[BEGIN GIVEN ENTRIES]

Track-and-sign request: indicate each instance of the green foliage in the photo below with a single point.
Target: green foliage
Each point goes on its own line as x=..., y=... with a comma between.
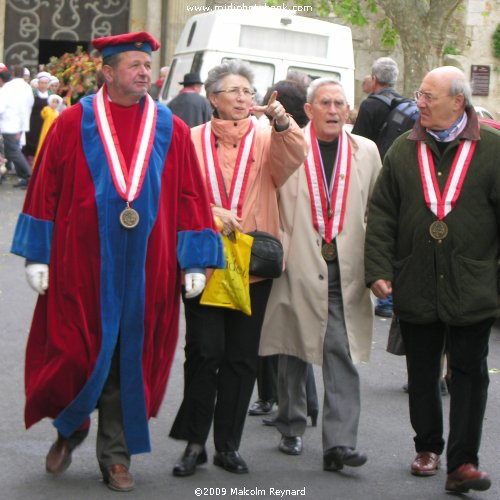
x=353, y=12
x=496, y=42
x=76, y=72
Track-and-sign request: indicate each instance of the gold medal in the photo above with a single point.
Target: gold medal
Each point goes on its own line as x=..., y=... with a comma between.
x=329, y=251
x=129, y=218
x=438, y=230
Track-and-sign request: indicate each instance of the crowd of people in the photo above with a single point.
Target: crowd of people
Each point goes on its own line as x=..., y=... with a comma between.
x=27, y=109
x=126, y=212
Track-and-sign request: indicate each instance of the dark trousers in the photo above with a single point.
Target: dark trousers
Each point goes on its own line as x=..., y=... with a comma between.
x=467, y=348
x=13, y=153
x=220, y=369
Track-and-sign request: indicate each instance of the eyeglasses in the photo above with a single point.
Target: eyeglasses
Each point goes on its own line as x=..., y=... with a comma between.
x=426, y=96
x=327, y=103
x=236, y=91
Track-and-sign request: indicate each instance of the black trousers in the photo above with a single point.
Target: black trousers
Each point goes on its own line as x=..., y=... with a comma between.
x=467, y=348
x=220, y=369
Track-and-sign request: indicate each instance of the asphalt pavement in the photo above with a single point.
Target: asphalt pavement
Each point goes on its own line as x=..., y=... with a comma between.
x=385, y=433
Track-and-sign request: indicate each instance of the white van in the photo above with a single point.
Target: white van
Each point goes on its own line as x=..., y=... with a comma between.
x=273, y=41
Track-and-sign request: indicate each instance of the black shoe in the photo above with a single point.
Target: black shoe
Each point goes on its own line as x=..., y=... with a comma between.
x=231, y=461
x=291, y=445
x=186, y=466
x=269, y=421
x=261, y=407
x=21, y=183
x=337, y=457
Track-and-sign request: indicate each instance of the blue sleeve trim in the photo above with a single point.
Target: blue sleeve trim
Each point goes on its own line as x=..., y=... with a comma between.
x=33, y=239
x=200, y=249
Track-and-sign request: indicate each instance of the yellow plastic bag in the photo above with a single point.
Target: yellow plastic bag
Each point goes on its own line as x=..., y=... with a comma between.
x=229, y=287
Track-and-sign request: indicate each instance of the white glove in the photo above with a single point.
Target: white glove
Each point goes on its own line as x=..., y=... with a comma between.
x=38, y=277
x=194, y=284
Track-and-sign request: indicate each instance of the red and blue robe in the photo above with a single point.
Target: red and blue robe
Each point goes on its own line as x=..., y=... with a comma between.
x=108, y=284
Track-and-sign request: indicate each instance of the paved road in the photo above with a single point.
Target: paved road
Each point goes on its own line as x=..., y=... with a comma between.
x=385, y=432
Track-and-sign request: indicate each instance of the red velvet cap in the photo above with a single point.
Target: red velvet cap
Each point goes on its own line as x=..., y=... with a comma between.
x=141, y=41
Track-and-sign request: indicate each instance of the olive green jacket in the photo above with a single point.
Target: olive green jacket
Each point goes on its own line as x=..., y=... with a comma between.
x=454, y=279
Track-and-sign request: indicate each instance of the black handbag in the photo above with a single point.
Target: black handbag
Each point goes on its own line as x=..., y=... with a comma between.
x=266, y=259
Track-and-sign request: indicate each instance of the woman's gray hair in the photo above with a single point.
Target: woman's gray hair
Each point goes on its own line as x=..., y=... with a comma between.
x=386, y=71
x=319, y=82
x=461, y=86
x=231, y=67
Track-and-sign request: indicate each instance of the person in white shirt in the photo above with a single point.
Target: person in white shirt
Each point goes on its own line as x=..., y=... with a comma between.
x=16, y=101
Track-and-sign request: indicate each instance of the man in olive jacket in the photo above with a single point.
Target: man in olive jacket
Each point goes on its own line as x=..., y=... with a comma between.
x=433, y=241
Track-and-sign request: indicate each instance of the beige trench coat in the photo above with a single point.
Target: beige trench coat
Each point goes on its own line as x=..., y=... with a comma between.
x=297, y=311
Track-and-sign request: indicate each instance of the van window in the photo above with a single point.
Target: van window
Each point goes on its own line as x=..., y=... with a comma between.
x=264, y=75
x=291, y=42
x=316, y=73
x=197, y=62
x=168, y=83
x=179, y=67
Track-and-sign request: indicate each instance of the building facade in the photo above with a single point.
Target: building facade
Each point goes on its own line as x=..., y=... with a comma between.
x=31, y=32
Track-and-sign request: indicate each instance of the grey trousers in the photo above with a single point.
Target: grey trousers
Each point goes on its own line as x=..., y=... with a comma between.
x=111, y=446
x=341, y=407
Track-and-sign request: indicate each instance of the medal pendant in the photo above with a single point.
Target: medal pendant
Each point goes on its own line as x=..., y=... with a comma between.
x=329, y=251
x=438, y=230
x=129, y=218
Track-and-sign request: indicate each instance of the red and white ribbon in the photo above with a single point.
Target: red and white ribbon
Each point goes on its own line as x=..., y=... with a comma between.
x=215, y=180
x=127, y=181
x=442, y=205
x=320, y=193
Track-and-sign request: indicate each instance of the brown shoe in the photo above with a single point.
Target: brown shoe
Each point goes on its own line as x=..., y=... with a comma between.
x=466, y=478
x=118, y=478
x=426, y=463
x=59, y=456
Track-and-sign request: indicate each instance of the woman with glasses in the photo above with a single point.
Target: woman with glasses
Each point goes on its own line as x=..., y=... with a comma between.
x=243, y=163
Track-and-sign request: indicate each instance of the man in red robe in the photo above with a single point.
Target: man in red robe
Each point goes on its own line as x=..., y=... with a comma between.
x=116, y=209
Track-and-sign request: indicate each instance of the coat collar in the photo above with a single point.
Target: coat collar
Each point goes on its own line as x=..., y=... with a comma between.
x=230, y=130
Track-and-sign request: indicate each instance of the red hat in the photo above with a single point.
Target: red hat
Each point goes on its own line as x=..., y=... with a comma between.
x=141, y=41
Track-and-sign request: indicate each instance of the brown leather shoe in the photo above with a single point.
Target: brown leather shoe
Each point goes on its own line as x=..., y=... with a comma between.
x=118, y=478
x=466, y=478
x=59, y=456
x=426, y=463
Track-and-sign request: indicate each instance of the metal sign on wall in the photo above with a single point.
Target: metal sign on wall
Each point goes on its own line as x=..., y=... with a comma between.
x=58, y=20
x=480, y=79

[END GIVEN ENTRIES]

- DIRECTIVE -
Format every line of the material above as a JSON list of strings, one string per line, omitting blank lines and the pictures.

- SOLUTION TO THE EXERCISE -
[
  "Track-and-sign request: indicate each instance of the green foliage in the photo below with a single point.",
  "Target: green foliage",
  "Each point goes on its own line as x=..., y=... with a comma between.",
  "x=353, y=12",
  "x=496, y=42",
  "x=76, y=72",
  "Track-and-sign request: indicate each instance of the gold medal in the photo above with a single point.",
  "Target: gold medal",
  "Each point goes on its own line as x=..., y=... with a comma between.",
  "x=329, y=251",
  "x=129, y=218",
  "x=438, y=230",
  "Track-and-sign request: indicate each instance of the crowd of people in the photo above with a single point.",
  "Target: crowd of people",
  "Each point goes on its own line as x=..., y=... with a comma between.",
  "x=27, y=109",
  "x=126, y=212",
  "Track-and-sign request: indicate each instance of the dark trousers in the photo above with a single point.",
  "Target: dark trousers",
  "Each point goes on its own line as x=..., y=... with a comma between.",
  "x=467, y=348",
  "x=13, y=153",
  "x=220, y=369",
  "Track-and-sign request: indicate each instance of the eyeglasses in the photo above with a single point.",
  "Target: eyeglasses",
  "Each point goes on its own line as x=..., y=... with a comma between.",
  "x=426, y=96",
  "x=327, y=103",
  "x=236, y=91",
  "Track-and-sign request: indicate each instance of the black trousers in the photo above with a single point.",
  "Target: black trousers",
  "Each point goes on its own line as x=..., y=... with a comma between.",
  "x=467, y=348",
  "x=220, y=369",
  "Track-and-sign request: indicate each instance of the asphalt pavement in the photo above with a single point.",
  "Target: asphalt pavement",
  "Each point goes on its own line as x=..., y=... with a comma between.",
  "x=385, y=433",
  "Track-and-sign request: indicate each instance of the white van in the photo above with a single point.",
  "Target: white van",
  "Each point goes on its own line as x=..., y=... with a comma between.",
  "x=273, y=41",
  "Track-and-sign request: indicate each instance of the black shoe in the photo above with a single point.",
  "Target: black shoe",
  "Each point goes on its own line as x=..., y=... with a comma between.",
  "x=231, y=461",
  "x=291, y=445",
  "x=186, y=466",
  "x=269, y=421",
  "x=261, y=407",
  "x=21, y=183",
  "x=337, y=457",
  "Track-and-sign request: indicate each instance of the blue sleeve trim in the photo above with a single point.",
  "Target: blue sleeve trim",
  "Each point goes on its own line as x=..., y=... with a comma between.",
  "x=33, y=239",
  "x=200, y=249",
  "Track-and-sign request: indicate each instance of the yellow plastic bag in the photo above with a single point.",
  "Target: yellow plastic bag",
  "Each point goes on its own line as x=..., y=... with a comma between.",
  "x=229, y=287",
  "Track-and-sign request: indicate each instance of the white glove in the photo above with a single point.",
  "Target: white glove",
  "Each point goes on its own line as x=..., y=... with a comma between.",
  "x=38, y=277",
  "x=194, y=284",
  "Track-and-sign request: indicate each instance of the red and blue robe in the photo above with a single point.",
  "Target: red and blue robe",
  "Each point goes on its own line as x=..., y=... with a comma between.",
  "x=108, y=284",
  "Track-and-sign request: indicate each instance of the paved road in the photo above with a single point.",
  "Target: paved road",
  "Each point goes on its own line as x=..., y=... with a comma between.",
  "x=385, y=432",
  "Track-and-sign request: indicate each instance of the red velvet cap in the photo above with a single point.",
  "Target: red velvet cap",
  "Each point goes on its own line as x=..., y=... with a comma between.",
  "x=141, y=41",
  "Track-and-sign request: indicate each instance of the olive green jacket in the photo above with a single point.",
  "Target: olive green jacket",
  "Each point goes on its own line as x=..., y=... with a comma between.",
  "x=454, y=279",
  "Track-and-sign request: indicate each instance of the black handbag in the photo above with a single point.",
  "Target: black handbag",
  "Each point goes on its own line as x=..., y=... with a comma between.",
  "x=266, y=259",
  "Track-and-sign request: indicate each instance of the woman's gray hair in the photo above with a single point.",
  "Target: woman's gray hair",
  "Each point goes on its own line as x=..., y=... with a comma between.",
  "x=386, y=71",
  "x=319, y=82",
  "x=461, y=86",
  "x=231, y=67",
  "Track-and-sign request: indicate each instance of the person in white shirt in the photo above with a single point.",
  "Target: person in white shirt",
  "Each point goes on its own line as x=..., y=... with a comma between.",
  "x=16, y=101",
  "Track-and-sign request: indicate each instance of the man in olive jacket in the photo above with a single point.",
  "Target: man in olive jacket",
  "Each point goes on its own line as x=..., y=... with a comma between.",
  "x=433, y=241",
  "Track-and-sign request: indicate each instance of the beige trench coat in the photo above with a single point.",
  "Target: beige trench coat",
  "Each point goes on its own line as x=..., y=... with a comma between.",
  "x=297, y=311",
  "Track-and-sign request: indicate each instance of the van window in the photo above with a single point.",
  "Target: van window",
  "Each point goes on its own line as x=..., y=... with a comma between.",
  "x=264, y=75",
  "x=291, y=42",
  "x=316, y=73",
  "x=197, y=62",
  "x=168, y=83",
  "x=179, y=67",
  "Track-and-sign request: indicate each instance of the building facade in the photo above with a single point.",
  "Target: building facade",
  "Each point goes on its own line as x=..., y=... with a comma between.",
  "x=31, y=32",
  "Track-and-sign request: indicate each instance of the grey trousers in the photo above with a single point.",
  "Target: grey trousers",
  "Each point goes on its own line as x=..., y=... with a comma between.",
  "x=111, y=446",
  "x=341, y=407",
  "Track-and-sign request: indicate each instance of the medal pendant in the photo above with a single point.",
  "Target: medal pendant",
  "Each point goes on its own line as x=..., y=... with a comma between.",
  "x=329, y=251",
  "x=438, y=230",
  "x=129, y=218",
  "Track-and-sign request: indicate each instance of the red and white ribbon in the photo above with a single point.",
  "Target: red and white ribbon",
  "Each point goes on its own line as x=..., y=... with a comma between.",
  "x=215, y=180",
  "x=127, y=181",
  "x=442, y=205",
  "x=320, y=193",
  "Track-and-sign request: indicate each instance of the brown shoe in the photo above with a single point.",
  "Target: brown shoe",
  "Each point goes on its own line as x=..., y=... with a comma between.",
  "x=466, y=478",
  "x=118, y=478",
  "x=426, y=463",
  "x=59, y=456",
  "Track-and-sign request: indicate each instance of the woman with glasses in the photo above with a single point.",
  "Target: woman with glasses",
  "Each point goes on its own line as x=..., y=... with a comma between.",
  "x=243, y=163",
  "Track-and-sign request: indicate each instance of the man in red robe in the photo above with a single point.",
  "Target: man in red robe",
  "Each point goes on its own line as x=..., y=... with a comma between.",
  "x=116, y=209",
  "Track-and-sign request: indicate each instance of the coat collar in the photo above with a single point.",
  "Target: coat collar",
  "Each point goes on its own line as x=..., y=... with a comma between.",
  "x=230, y=130",
  "Track-and-sign request: indicate each instance of the red hat in the photo above with a single point.",
  "Target: red hat",
  "Each point goes on its own line as x=..., y=... with a comma between.",
  "x=141, y=41",
  "Track-and-sign request: indicate each instance of the brown leather shoe in the photo above with a single point.",
  "Target: brown leather shoe",
  "Each point goes on its own line as x=..., y=... with a comma between.",
  "x=118, y=478",
  "x=466, y=478",
  "x=59, y=456",
  "x=426, y=463",
  "Track-and-sign request: indicate each instance of the metal sign on wall in the photo above with a single point.",
  "Target: metal sign on wall",
  "Each point goes on its own line as x=..., y=... with a comma between.",
  "x=58, y=20",
  "x=480, y=79"
]